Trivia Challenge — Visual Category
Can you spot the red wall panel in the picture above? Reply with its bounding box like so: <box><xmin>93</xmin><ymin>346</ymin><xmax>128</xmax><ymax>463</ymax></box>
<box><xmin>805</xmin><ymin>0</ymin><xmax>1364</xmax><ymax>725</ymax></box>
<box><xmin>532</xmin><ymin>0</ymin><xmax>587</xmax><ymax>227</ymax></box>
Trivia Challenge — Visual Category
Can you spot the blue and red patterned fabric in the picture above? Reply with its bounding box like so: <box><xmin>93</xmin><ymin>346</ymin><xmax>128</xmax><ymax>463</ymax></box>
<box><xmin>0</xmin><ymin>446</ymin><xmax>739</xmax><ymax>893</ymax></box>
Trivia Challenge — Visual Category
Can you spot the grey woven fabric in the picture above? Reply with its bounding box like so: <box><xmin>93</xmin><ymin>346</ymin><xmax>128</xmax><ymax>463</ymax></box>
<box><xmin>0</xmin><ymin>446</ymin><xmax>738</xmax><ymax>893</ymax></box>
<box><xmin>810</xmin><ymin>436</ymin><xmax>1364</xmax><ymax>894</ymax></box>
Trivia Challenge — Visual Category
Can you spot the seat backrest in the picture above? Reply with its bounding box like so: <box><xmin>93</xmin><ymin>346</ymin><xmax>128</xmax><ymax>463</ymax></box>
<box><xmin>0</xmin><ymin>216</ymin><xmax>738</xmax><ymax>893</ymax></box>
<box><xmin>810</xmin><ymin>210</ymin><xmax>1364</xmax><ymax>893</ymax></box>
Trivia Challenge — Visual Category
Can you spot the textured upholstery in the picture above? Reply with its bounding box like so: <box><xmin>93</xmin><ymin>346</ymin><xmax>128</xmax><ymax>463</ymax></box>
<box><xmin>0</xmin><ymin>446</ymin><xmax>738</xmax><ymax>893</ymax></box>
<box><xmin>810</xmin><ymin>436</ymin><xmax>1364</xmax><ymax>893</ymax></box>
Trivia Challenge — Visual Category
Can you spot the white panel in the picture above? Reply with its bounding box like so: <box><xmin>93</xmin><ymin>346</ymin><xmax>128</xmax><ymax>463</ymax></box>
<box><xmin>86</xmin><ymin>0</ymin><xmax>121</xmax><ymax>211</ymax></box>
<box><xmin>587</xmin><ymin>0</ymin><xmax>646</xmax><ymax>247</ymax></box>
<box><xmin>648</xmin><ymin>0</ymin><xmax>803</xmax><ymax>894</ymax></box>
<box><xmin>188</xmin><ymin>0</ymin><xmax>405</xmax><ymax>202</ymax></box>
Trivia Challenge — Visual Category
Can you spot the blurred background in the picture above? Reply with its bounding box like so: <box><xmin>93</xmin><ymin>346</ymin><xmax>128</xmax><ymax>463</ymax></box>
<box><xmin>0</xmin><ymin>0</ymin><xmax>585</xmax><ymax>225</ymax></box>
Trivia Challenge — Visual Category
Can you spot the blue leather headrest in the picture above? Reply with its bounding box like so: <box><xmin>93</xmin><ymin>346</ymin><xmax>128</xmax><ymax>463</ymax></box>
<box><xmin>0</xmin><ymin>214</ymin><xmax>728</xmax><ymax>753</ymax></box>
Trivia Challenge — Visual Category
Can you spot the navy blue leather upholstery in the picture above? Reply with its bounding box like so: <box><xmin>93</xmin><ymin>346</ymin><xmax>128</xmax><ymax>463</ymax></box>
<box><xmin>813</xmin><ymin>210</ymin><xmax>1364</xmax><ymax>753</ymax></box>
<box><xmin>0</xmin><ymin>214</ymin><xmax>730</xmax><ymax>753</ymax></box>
■ ■ ■ ■ ■ ■ ■
| Job |
How many lines of the data above contain the word "leather"? Reply with the number alone.

| Task answer |
2